- _Data records_:
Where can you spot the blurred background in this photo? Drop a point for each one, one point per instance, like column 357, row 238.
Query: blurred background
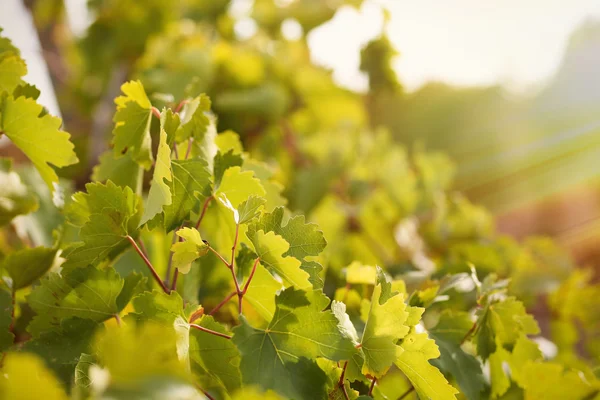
column 507, row 89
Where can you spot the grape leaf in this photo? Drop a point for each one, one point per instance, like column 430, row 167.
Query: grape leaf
column 270, row 248
column 276, row 358
column 238, row 186
column 187, row 251
column 549, row 381
column 429, row 382
column 160, row 193
column 26, row 265
column 386, row 324
column 132, row 124
column 503, row 322
column 191, row 185
column 222, row 162
column 26, row 377
column 166, row 309
column 15, row 197
column 135, row 353
column 122, row 171
column 83, row 381
column 87, row 293
column 215, row 357
column 38, row 137
column 12, row 66
column 6, row 311
column 194, row 121
column 109, row 214
column 262, row 292
column 304, row 239
column 466, row 369
column 61, row 348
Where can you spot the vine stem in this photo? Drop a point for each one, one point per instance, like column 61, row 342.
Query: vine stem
column 247, row 284
column 409, row 391
column 372, row 386
column 204, row 207
column 469, row 333
column 341, row 381
column 13, row 302
column 155, row 112
column 203, row 329
column 148, row 263
column 219, row 256
column 222, row 303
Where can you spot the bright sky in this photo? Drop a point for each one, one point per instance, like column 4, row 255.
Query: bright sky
column 466, row 42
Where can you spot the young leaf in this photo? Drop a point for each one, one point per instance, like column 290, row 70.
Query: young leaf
column 304, row 239
column 26, row 265
column 466, row 369
column 26, row 377
column 87, row 293
column 214, row 358
column 60, row 349
column 503, row 322
column 279, row 357
column 122, row 171
column 190, row 186
column 237, row 186
column 160, row 192
column 194, row 121
column 417, row 350
column 12, row 66
column 132, row 124
column 191, row 248
column 270, row 248
column 15, row 197
column 109, row 214
column 6, row 311
column 38, row 137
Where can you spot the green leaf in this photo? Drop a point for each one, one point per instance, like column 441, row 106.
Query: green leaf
column 190, row 186
column 27, row 265
column 279, row 357
column 466, row 369
column 215, row 358
column 262, row 292
column 83, row 381
column 187, row 251
column 304, row 239
column 249, row 209
column 61, row 348
column 222, row 162
column 429, row 382
column 549, row 381
column 386, row 324
column 38, row 137
column 109, row 214
column 503, row 322
column 167, row 310
column 122, row 171
column 194, row 122
column 15, row 197
column 160, row 192
column 132, row 124
column 270, row 248
column 26, row 377
column 87, row 293
column 238, row 186
column 6, row 311
column 135, row 354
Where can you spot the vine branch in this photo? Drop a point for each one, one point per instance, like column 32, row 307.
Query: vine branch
column 148, row 263
column 203, row 329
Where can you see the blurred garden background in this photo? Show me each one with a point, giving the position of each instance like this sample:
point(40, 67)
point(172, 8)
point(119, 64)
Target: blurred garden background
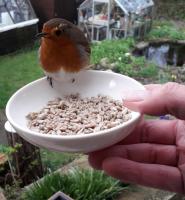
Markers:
point(157, 57)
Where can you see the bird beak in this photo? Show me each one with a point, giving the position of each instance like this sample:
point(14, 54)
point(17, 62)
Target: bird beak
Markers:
point(42, 34)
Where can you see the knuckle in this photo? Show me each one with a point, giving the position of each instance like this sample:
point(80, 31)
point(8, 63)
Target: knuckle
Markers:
point(170, 87)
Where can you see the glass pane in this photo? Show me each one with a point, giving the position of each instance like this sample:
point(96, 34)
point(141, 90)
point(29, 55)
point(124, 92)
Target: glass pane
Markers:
point(15, 11)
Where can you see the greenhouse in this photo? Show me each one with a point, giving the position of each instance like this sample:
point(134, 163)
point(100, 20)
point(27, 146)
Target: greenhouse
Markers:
point(113, 19)
point(18, 24)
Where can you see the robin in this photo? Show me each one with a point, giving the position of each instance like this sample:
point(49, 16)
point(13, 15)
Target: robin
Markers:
point(64, 49)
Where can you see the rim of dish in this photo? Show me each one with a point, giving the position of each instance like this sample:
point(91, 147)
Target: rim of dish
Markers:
point(103, 132)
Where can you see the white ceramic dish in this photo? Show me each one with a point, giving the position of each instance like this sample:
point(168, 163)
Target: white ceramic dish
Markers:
point(35, 95)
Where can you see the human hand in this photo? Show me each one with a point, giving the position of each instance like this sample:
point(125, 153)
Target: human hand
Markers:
point(154, 153)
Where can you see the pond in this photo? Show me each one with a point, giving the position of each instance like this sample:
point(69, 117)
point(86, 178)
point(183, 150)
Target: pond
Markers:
point(163, 53)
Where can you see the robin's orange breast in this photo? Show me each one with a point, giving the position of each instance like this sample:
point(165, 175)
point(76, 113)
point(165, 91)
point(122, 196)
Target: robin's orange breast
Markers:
point(64, 54)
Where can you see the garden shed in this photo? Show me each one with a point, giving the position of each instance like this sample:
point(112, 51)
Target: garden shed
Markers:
point(18, 24)
point(112, 19)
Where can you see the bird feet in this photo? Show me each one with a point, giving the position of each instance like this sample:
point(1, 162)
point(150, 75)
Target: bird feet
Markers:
point(50, 80)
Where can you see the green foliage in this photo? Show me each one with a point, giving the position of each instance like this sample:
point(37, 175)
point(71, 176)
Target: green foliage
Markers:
point(138, 67)
point(166, 30)
point(112, 49)
point(53, 160)
point(79, 184)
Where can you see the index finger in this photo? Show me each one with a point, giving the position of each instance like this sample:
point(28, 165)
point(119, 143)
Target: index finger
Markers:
point(153, 131)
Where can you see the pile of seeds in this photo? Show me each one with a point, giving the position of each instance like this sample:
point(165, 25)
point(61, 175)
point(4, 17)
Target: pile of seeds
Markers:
point(74, 115)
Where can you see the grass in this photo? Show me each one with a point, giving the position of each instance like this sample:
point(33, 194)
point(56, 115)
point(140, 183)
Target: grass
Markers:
point(79, 184)
point(53, 161)
point(17, 70)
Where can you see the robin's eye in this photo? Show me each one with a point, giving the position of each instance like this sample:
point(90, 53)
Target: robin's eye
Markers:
point(58, 32)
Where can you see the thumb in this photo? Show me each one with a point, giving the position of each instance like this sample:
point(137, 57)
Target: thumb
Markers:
point(158, 100)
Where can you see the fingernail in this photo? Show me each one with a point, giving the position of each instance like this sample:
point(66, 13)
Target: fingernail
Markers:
point(135, 95)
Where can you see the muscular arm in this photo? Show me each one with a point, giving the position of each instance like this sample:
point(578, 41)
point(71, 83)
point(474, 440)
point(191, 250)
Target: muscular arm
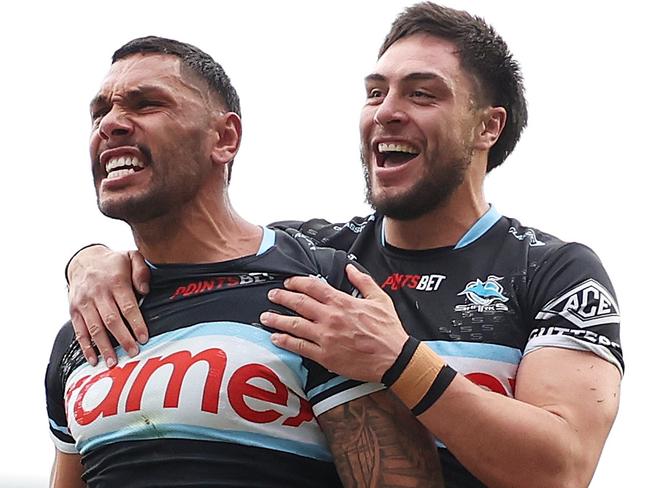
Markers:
point(377, 442)
point(550, 434)
point(67, 471)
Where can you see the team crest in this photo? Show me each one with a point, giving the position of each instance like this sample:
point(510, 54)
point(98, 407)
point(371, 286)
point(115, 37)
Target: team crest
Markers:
point(586, 305)
point(484, 295)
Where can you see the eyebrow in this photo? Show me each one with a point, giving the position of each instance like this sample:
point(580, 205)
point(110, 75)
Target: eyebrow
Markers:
point(415, 76)
point(133, 94)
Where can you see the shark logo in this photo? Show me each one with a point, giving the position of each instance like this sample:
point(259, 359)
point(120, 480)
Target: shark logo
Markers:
point(530, 233)
point(485, 295)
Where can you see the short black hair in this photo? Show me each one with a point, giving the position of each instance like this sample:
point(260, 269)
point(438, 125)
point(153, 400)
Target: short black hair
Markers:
point(483, 53)
point(199, 62)
point(192, 57)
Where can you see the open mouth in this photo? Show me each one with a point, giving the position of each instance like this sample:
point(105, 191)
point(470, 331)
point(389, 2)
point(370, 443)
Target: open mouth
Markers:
point(390, 155)
point(122, 166)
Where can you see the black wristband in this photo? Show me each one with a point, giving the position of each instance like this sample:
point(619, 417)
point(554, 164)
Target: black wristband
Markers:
point(442, 381)
point(67, 266)
point(394, 372)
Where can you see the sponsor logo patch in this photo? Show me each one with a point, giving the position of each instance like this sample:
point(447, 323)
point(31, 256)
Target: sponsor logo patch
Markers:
point(528, 233)
point(428, 282)
point(484, 295)
point(585, 305)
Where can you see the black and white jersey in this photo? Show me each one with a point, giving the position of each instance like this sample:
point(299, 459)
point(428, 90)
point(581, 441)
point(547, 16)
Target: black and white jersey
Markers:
point(503, 291)
point(209, 401)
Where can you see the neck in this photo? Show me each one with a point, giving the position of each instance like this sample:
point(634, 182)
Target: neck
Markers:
point(205, 230)
point(443, 226)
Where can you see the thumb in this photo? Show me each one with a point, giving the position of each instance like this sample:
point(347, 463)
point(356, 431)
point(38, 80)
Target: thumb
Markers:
point(139, 272)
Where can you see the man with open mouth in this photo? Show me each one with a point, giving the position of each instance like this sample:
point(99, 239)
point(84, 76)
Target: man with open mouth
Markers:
point(502, 339)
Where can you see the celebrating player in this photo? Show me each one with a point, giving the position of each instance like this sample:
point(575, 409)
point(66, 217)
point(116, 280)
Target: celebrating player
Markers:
point(209, 401)
point(503, 339)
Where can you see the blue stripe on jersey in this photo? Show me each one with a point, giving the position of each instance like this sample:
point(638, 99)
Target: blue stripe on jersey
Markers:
point(476, 350)
point(60, 428)
point(481, 226)
point(206, 434)
point(325, 386)
point(258, 336)
point(268, 240)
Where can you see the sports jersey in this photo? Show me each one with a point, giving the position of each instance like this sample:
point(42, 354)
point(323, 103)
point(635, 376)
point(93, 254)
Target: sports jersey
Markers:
point(209, 401)
point(503, 291)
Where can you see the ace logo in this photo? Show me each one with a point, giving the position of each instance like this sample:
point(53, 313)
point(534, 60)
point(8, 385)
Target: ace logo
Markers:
point(586, 305)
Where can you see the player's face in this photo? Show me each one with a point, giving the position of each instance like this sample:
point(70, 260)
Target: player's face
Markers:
point(150, 141)
point(417, 127)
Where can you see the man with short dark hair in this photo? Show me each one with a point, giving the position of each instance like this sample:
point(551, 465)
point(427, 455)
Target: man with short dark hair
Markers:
point(209, 401)
point(530, 322)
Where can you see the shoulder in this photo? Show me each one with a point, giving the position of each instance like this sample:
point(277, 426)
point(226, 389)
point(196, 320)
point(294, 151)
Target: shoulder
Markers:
point(341, 235)
point(64, 357)
point(569, 295)
point(325, 262)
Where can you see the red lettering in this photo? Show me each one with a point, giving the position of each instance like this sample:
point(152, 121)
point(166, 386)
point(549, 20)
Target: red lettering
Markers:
point(239, 387)
point(108, 406)
point(207, 286)
point(179, 291)
point(181, 361)
point(305, 414)
point(414, 280)
point(487, 381)
point(72, 389)
point(389, 282)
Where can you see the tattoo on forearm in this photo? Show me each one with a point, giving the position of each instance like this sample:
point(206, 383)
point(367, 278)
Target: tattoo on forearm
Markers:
point(377, 442)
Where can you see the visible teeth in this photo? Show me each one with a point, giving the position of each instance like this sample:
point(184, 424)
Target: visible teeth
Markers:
point(390, 147)
point(119, 173)
point(123, 162)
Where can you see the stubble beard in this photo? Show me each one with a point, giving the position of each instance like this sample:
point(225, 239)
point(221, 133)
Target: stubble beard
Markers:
point(429, 192)
point(162, 196)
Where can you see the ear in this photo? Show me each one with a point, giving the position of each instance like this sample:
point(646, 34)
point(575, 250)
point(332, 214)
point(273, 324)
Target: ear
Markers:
point(492, 122)
point(228, 138)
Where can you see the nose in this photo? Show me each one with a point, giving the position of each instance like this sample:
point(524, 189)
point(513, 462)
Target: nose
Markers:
point(390, 111)
point(115, 124)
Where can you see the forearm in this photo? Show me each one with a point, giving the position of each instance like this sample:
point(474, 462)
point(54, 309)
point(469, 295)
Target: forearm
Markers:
point(376, 442)
point(552, 435)
point(505, 442)
point(67, 471)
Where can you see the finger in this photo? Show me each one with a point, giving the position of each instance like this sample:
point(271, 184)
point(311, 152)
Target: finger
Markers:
point(139, 272)
point(316, 288)
point(112, 321)
point(299, 346)
point(363, 282)
point(291, 324)
point(98, 334)
point(82, 336)
point(298, 302)
point(128, 305)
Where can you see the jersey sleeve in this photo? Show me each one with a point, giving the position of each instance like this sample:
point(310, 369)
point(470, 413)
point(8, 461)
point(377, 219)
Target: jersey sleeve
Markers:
point(54, 393)
point(325, 389)
point(573, 305)
point(323, 233)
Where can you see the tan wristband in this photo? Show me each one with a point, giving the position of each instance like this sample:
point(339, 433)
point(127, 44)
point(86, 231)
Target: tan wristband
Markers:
point(418, 377)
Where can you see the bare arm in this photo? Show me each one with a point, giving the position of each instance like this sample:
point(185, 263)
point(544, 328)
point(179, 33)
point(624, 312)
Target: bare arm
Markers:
point(377, 442)
point(550, 434)
point(102, 299)
point(67, 471)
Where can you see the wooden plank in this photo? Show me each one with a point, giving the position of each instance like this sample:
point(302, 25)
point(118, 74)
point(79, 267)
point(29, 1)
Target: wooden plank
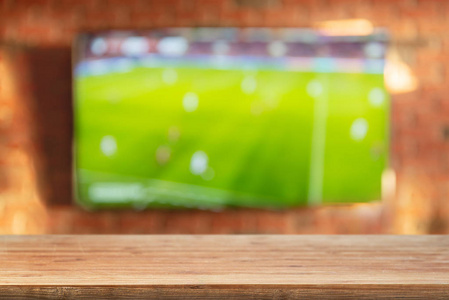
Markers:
point(237, 266)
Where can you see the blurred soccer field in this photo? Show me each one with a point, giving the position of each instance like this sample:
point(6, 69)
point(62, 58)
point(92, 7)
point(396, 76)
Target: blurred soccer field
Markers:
point(210, 138)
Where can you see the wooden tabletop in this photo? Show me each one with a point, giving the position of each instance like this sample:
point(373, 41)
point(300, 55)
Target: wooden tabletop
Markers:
point(231, 266)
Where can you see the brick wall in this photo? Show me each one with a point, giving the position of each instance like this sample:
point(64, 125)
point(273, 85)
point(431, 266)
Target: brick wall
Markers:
point(35, 115)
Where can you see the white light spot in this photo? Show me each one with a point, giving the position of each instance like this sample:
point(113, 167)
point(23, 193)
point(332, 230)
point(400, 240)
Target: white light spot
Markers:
point(163, 154)
point(277, 49)
point(374, 50)
point(169, 76)
point(209, 174)
point(123, 65)
point(134, 46)
point(99, 46)
point(314, 88)
point(199, 162)
point(249, 85)
point(108, 145)
point(190, 102)
point(98, 67)
point(220, 47)
point(173, 46)
point(359, 128)
point(376, 97)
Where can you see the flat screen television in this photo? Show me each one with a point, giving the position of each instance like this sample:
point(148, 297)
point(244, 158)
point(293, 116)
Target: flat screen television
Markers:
point(216, 117)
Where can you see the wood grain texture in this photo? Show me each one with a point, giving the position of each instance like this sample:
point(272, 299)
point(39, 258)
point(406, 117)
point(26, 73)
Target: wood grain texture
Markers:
point(237, 266)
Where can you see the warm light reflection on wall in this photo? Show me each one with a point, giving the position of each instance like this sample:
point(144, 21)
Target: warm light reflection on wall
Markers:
point(21, 211)
point(399, 78)
point(346, 27)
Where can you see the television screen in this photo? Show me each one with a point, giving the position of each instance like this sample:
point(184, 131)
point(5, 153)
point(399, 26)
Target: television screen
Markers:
point(216, 117)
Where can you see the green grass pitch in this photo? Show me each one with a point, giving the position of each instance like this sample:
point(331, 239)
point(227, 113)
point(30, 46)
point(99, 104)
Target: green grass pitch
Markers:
point(209, 138)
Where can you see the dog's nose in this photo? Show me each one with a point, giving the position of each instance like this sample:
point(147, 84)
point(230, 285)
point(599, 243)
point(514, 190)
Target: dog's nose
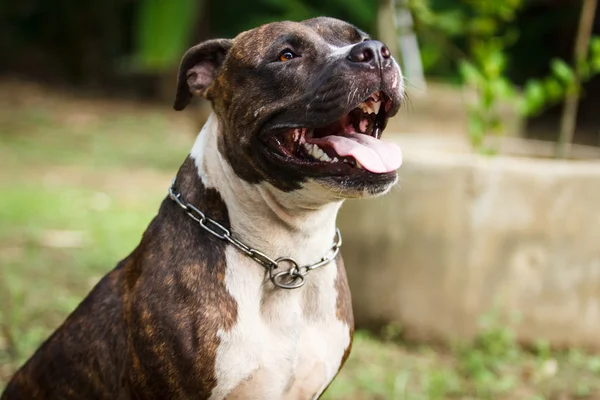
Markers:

- _To do_:
Return the number of lines in the material holding the string "flat", and no other text.

- _Exercise result_:
2